> Instructions for the task
Reproduce verbatim the part of the records that opens with the line containing "Target: **supermarket aisle**" and continues through the end of the records.

--- Data for the task ---

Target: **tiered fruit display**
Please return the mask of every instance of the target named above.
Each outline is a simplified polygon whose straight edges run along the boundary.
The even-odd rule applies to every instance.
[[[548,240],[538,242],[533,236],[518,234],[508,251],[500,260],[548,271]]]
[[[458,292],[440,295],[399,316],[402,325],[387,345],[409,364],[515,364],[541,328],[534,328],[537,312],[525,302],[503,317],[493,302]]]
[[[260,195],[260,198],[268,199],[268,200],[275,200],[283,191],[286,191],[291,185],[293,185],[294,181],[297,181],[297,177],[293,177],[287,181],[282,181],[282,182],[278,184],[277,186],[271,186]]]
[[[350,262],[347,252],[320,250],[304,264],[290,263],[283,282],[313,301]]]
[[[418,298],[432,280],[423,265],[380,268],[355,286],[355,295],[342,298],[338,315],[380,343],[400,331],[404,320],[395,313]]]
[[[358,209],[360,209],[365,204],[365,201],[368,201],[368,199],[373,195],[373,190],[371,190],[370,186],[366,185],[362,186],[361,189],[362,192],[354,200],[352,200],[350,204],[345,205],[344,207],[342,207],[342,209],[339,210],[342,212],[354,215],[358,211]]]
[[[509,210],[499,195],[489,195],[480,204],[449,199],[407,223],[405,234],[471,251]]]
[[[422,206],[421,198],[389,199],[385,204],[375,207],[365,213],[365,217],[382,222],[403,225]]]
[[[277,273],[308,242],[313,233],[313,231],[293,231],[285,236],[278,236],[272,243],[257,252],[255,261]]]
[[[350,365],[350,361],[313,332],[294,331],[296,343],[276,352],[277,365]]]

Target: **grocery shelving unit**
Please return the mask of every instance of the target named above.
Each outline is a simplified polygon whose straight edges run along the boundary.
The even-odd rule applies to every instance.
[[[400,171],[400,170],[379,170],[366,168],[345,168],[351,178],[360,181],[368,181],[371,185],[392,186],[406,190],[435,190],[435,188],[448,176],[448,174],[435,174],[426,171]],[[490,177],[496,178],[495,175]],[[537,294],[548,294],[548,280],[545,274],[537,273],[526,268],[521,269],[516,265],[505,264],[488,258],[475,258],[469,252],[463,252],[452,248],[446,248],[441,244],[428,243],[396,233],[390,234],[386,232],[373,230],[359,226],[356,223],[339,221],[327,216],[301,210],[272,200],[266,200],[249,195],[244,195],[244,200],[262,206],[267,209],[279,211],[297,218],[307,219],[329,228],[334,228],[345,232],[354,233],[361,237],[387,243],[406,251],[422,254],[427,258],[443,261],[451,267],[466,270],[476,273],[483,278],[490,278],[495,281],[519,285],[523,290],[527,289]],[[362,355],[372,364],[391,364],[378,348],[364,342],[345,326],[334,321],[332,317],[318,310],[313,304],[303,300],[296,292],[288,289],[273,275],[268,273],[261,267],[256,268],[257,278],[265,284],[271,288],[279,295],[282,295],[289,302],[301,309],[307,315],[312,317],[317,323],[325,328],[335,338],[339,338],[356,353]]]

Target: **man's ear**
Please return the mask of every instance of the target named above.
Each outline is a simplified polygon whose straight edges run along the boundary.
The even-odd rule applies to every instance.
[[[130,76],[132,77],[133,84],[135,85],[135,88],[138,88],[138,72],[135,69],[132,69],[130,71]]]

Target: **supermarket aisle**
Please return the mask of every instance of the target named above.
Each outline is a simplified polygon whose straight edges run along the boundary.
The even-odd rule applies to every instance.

---

> The output
Target: **supermarket aisle**
Please return the mask of every instance of the target named above.
Each outline is a simplified polygon whose straight edges run along the boundary.
The even-odd rule applies to every instance.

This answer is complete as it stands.